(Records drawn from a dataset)
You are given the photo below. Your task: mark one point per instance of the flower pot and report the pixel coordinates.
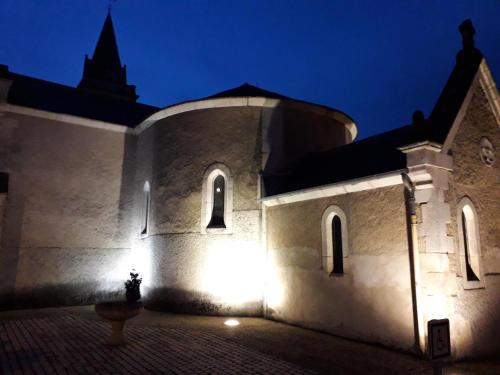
(117, 313)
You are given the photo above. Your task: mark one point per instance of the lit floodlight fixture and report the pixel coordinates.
(232, 323)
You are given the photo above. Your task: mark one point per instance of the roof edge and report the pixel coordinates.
(245, 101)
(338, 188)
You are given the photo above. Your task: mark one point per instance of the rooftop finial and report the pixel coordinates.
(467, 30)
(110, 4)
(418, 117)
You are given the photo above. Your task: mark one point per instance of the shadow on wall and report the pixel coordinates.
(193, 302)
(10, 236)
(63, 295)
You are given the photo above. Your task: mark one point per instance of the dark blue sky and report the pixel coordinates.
(377, 61)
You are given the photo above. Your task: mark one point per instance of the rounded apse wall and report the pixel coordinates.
(188, 268)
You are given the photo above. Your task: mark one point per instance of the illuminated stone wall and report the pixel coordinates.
(372, 301)
(191, 271)
(63, 238)
(475, 313)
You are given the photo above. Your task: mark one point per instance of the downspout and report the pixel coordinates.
(411, 214)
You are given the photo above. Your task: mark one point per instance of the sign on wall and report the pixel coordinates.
(439, 338)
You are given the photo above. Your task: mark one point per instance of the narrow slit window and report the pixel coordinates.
(469, 258)
(338, 257)
(217, 218)
(145, 210)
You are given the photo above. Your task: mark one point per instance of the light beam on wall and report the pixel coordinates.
(232, 271)
(274, 291)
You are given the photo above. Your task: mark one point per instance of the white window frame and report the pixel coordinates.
(474, 244)
(145, 209)
(327, 240)
(214, 170)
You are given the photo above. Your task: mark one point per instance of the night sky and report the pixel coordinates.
(377, 61)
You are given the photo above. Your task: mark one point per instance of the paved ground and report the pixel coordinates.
(71, 341)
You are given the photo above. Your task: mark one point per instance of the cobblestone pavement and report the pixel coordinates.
(71, 340)
(70, 345)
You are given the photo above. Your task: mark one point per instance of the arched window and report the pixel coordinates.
(335, 241)
(470, 246)
(338, 261)
(218, 192)
(145, 209)
(217, 200)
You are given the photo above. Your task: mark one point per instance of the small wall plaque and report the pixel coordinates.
(487, 151)
(439, 338)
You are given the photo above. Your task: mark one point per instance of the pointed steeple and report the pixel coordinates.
(103, 73)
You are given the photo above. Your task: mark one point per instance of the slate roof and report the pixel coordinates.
(380, 154)
(48, 96)
(248, 90)
(371, 156)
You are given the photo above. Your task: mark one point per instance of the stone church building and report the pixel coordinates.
(249, 202)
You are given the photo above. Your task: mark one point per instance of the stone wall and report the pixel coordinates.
(476, 312)
(190, 271)
(372, 300)
(63, 238)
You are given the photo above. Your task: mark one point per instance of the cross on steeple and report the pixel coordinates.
(467, 30)
(103, 73)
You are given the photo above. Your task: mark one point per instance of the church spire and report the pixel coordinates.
(106, 51)
(103, 73)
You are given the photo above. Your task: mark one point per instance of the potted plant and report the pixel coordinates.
(117, 312)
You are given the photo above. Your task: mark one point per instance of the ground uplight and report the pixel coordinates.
(232, 323)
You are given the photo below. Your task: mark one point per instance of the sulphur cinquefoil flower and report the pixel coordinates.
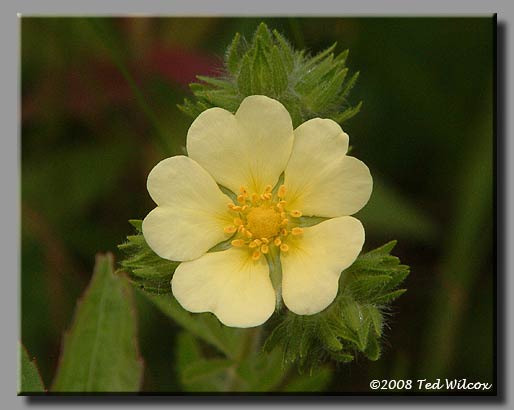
(247, 153)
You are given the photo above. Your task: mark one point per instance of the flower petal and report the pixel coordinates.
(192, 210)
(229, 284)
(250, 148)
(314, 262)
(320, 179)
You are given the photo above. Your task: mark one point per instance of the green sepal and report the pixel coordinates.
(353, 323)
(308, 86)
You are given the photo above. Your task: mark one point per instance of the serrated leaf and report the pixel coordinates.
(143, 266)
(279, 72)
(245, 78)
(308, 86)
(261, 372)
(389, 297)
(353, 322)
(29, 379)
(205, 375)
(322, 55)
(100, 351)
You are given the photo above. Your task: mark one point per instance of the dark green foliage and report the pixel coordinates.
(143, 266)
(352, 323)
(308, 86)
(29, 379)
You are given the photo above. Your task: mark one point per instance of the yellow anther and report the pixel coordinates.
(297, 231)
(237, 242)
(230, 229)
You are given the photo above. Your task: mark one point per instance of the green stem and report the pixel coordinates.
(250, 346)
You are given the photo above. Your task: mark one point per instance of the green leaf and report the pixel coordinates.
(352, 323)
(143, 266)
(232, 56)
(203, 325)
(100, 351)
(206, 375)
(188, 350)
(29, 379)
(308, 86)
(261, 372)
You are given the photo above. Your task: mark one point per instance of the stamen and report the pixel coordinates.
(230, 229)
(256, 255)
(297, 231)
(237, 242)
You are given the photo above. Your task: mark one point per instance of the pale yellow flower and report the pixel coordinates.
(247, 153)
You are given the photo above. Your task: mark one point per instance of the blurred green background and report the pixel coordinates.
(425, 131)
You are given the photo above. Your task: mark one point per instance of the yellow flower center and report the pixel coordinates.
(262, 221)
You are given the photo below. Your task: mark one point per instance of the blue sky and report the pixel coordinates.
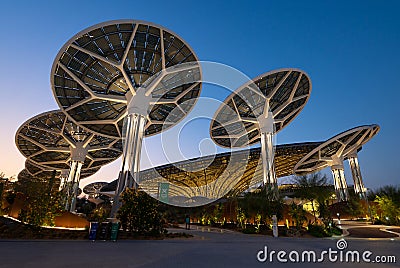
(350, 49)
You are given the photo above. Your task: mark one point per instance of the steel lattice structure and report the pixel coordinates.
(332, 153)
(99, 69)
(257, 110)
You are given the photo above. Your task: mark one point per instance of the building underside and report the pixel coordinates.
(184, 183)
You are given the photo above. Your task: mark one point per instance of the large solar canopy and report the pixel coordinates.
(46, 141)
(286, 158)
(340, 146)
(237, 122)
(97, 71)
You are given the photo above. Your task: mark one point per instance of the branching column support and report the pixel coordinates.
(339, 180)
(78, 155)
(133, 136)
(267, 155)
(357, 178)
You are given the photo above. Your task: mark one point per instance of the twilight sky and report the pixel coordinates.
(349, 50)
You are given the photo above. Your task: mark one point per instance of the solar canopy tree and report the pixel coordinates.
(120, 70)
(51, 141)
(332, 153)
(264, 106)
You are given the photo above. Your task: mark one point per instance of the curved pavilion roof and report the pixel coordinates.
(45, 140)
(97, 67)
(339, 147)
(285, 158)
(236, 122)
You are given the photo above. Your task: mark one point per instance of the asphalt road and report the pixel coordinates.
(206, 249)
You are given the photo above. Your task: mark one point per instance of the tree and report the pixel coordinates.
(41, 206)
(298, 214)
(313, 187)
(139, 213)
(390, 211)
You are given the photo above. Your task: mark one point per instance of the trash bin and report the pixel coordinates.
(104, 231)
(114, 231)
(93, 230)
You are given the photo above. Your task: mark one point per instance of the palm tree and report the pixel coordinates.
(313, 187)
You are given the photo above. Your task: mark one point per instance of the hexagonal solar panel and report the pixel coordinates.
(96, 68)
(340, 146)
(25, 176)
(235, 123)
(39, 171)
(45, 141)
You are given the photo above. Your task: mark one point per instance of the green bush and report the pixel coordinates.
(139, 213)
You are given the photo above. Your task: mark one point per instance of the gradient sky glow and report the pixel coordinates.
(350, 50)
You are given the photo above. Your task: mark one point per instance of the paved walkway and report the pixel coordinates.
(206, 249)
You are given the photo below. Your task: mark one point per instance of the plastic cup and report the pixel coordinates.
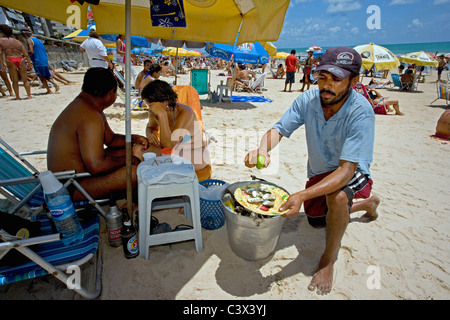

▸ **TASK GOAL**: When you print the records above, keep them exact and leave out the pictures.

▸ **TASK RESULT**:
You are given the photo below. Your task: mark one point per instance of the flower pot and report the pixel coordinates.
(117, 313)
You are given the photo above. Your task: mark one point per instance of the lit floodlight fixture and report the pixel coordinates.
(232, 323)
You are given the photo above. Your task: mark one point per instance of the roof edge and report the pixel coordinates.
(245, 101)
(338, 188)
You are given the photo above. Your task: mark one point per instance of the rooftop finial and report the pixel coordinates.
(467, 30)
(110, 4)
(418, 117)
You are given the photo above. Your task: mark one point per instance of the shadow on wall and report the pixel coordinates.
(193, 302)
(10, 236)
(63, 295)
You are given the photo above. Your task: mark one point per instance of the dark blue sky and report the pixel coordinates.
(377, 61)
You are given the photo above. Your task: mark one point per instance of the rounded apse wall and report the pixel coordinates.
(188, 268)
You are given the photo above. Your task: mark one point per instance of the illuminated stone wall and report the pixel coordinates.
(372, 301)
(191, 271)
(63, 238)
(475, 313)
You are given the photo above. Your task: mark one point per instance of the downspout and report the pixel coordinates.
(411, 214)
You are given the photo above. Your task: mark one point per instance of the sign on wall and report the pixel coordinates.
(439, 338)
You are given the photo above. Your task: mark one point per instance of the narrow slit window and report the pixel coordinates.
(469, 258)
(338, 257)
(217, 218)
(145, 210)
You are given the photo above. Your task: mark one point per instance of the light beam on wall and report the pixel coordinates.
(232, 271)
(274, 291)
You are given the photo above. Your task: mark one point per instance of the white window frame and report the pixel coordinates.
(474, 244)
(145, 209)
(327, 240)
(214, 170)
You are given the photo above. Your task: mark one point per instance of the night sky and report the pixel coordinates.
(377, 61)
You are given the photo above. Your task: mark one point per instance of the paved ground and report the pixel coordinates.
(71, 341)
You are given the photo above. Your task: mark one point per instance of the cobblestone pavement and report the pixel coordinates.
(71, 340)
(70, 345)
You are given the photo above. Your task: mark one point per instance of the arched window and report the pixel coordinates.
(335, 241)
(470, 246)
(338, 261)
(218, 192)
(145, 209)
(217, 200)
You are given the photo above. Your task: mark one point per instance of the small wall plaque and report the pixel coordinates.
(487, 151)
(439, 338)
You are given the photo above. Your task: mark one point per instance of the pointed steeple and report the pixel coordinates.
(103, 73)
You are given the photo above. Your task: mark one point per instance of the slate roof and report the pixel coordinates.
(380, 154)
(48, 96)
(248, 90)
(371, 156)
You are given the photo above. Your task: mark one point per instance of the stone church building and report the pixel coordinates.
(249, 202)
You are given the photo above. Your task: mark one point per instance of the stone wall and report the pixel coordinates.
(476, 312)
(190, 271)
(372, 300)
(63, 238)
You are given the photo above. Your task: mark one point per instance of the cross on steeple and report the pixel coordinates.
(467, 30)
(103, 73)
You are given the photo above. Your task: mark one point per instance of the church spire and report the pixel coordinates.
(106, 51)
(103, 73)
You are given the photo above. Your task: mark one point per instance of the potted plant and report the pixel coordinates.
(117, 312)
You are given the photo above. Your task: mark one point per instance of the ground uplight and report the pixel coordinates.
(232, 323)
You are given the photo below. Your task: mark one point per instance of the sulphur cinquefoil flower and report the pixel coordinates.
(247, 153)
You are given the photo above. Your task: mark one point per instance of the flower petal and report the pixel coordinates.
(192, 210)
(229, 284)
(250, 148)
(314, 262)
(320, 179)
You are given the photo above. Your task: mark one point per instance of the green sepal and report the pixel coordinates.
(353, 323)
(308, 86)
You are given the photo above. Your task: mark one point per instance of the serrated leaf and report the pixel coordinates.
(143, 266)
(279, 72)
(245, 78)
(308, 86)
(261, 372)
(389, 297)
(353, 322)
(29, 379)
(205, 375)
(322, 55)
(100, 351)
You are given the photo above. Your task: mark one point per instance of the dark green foliage and report the pixel coordinates.
(143, 266)
(352, 323)
(308, 86)
(29, 379)
You are given the photo above. Your task: mark one point per instance of the yellow anther and report the pixel coordinates.
(297, 231)
(237, 242)
(230, 229)
You are given the photo above. Your task: mark one point per instance of the green stem and report the pixel coordinates.
(250, 346)
You are given the photo above. Your task: mark one point per instance of the green leaf and report the pixel coordinates.
(352, 323)
(143, 266)
(232, 56)
(203, 325)
(100, 351)
(206, 375)
(188, 350)
(29, 379)
(308, 86)
(261, 372)
You are given the photo above. Your task: mark one point per instance of the stamen and report the pixel coordinates.
(230, 229)
(256, 255)
(297, 231)
(237, 242)
You are given the photo above. Your task: mark one point per instance of the pale yellow flower and report the pixel coordinates.
(247, 153)
You are given the photo above. Your task: mark one point per instance of the blurred green background and report the pixel coordinates.
(425, 131)
You are given the photo above. Your task: mark one point per instance of the yellow flower center and report the pixel coordinates.
(262, 221)
You are given the photo below. Your task: mark one point per instance of the blue sky and report the pixel coordinates.
(350, 49)
You are given the photo above. Your task: mark one point per instance of the steel lattice structure and report the pixel coordinates.
(332, 153)
(99, 69)
(257, 110)
You are given the photo above. Your task: mark one point per instance of the building underside and report the pixel coordinates.
(184, 183)
You are given the photo above. Your task: mark one point per instance of the large solar canopy and report the pixel coordinates.
(46, 141)
(286, 158)
(340, 146)
(237, 122)
(97, 71)
You are given the photo above. Your task: mark one point per instance of the branching column support and report the pixel coordinates.
(339, 180)
(78, 155)
(133, 136)
(267, 155)
(357, 178)
You are given the photo above. Your task: mark one point per instance of the twilight sky and report the pixel coordinates.
(349, 50)
You are given the photo above. Your task: mark one point per instance of the solar canopy tree and report the pixel coordinates.
(120, 70)
(51, 141)
(332, 153)
(264, 106)
You are given the photo above. Your task: mark one point per instance of the curved pavilion roof and report the pixel coordinates.
(45, 140)
(97, 67)
(339, 147)
(285, 158)
(236, 122)
You are given the photo above. Your task: mark one point per instance of the asphalt road and report the pixel coordinates.
(206, 249)
You are given the photo above. Your task: mark one point per instance of the tree and report the pixel coordinates.
(41, 206)
(298, 214)
(313, 187)
(139, 213)
(390, 211)
You are given the photo above. Your task: mark one point per instance of the trash bin and report the pixel coordinates.
(104, 231)
(114, 231)
(93, 230)
You are given the photo above. Your task: mark one point per instance of the palm tree and report the pixel coordinates.
(313, 187)
You are given the photo above. Your task: mark one point per instance of the hexagonal solar panel and report the pixel coordinates.
(96, 68)
(340, 146)
(25, 176)
(235, 123)
(39, 171)
(45, 141)
You are given the photo above. Your task: mark one point per instance of the green bush and report the pixel coordinates.
(139, 213)
You are given the photo above. Your task: mark one point per instance of the gradient sky glow and report the pixel coordinates.
(350, 50)
You are given the photo above. Your task: mark one point per instance of the paved walkway and report the pixel coordinates.
(206, 249)
You are given the photo below. Your task: mark one point per instance of the plastic cup and report the pixel coordinates.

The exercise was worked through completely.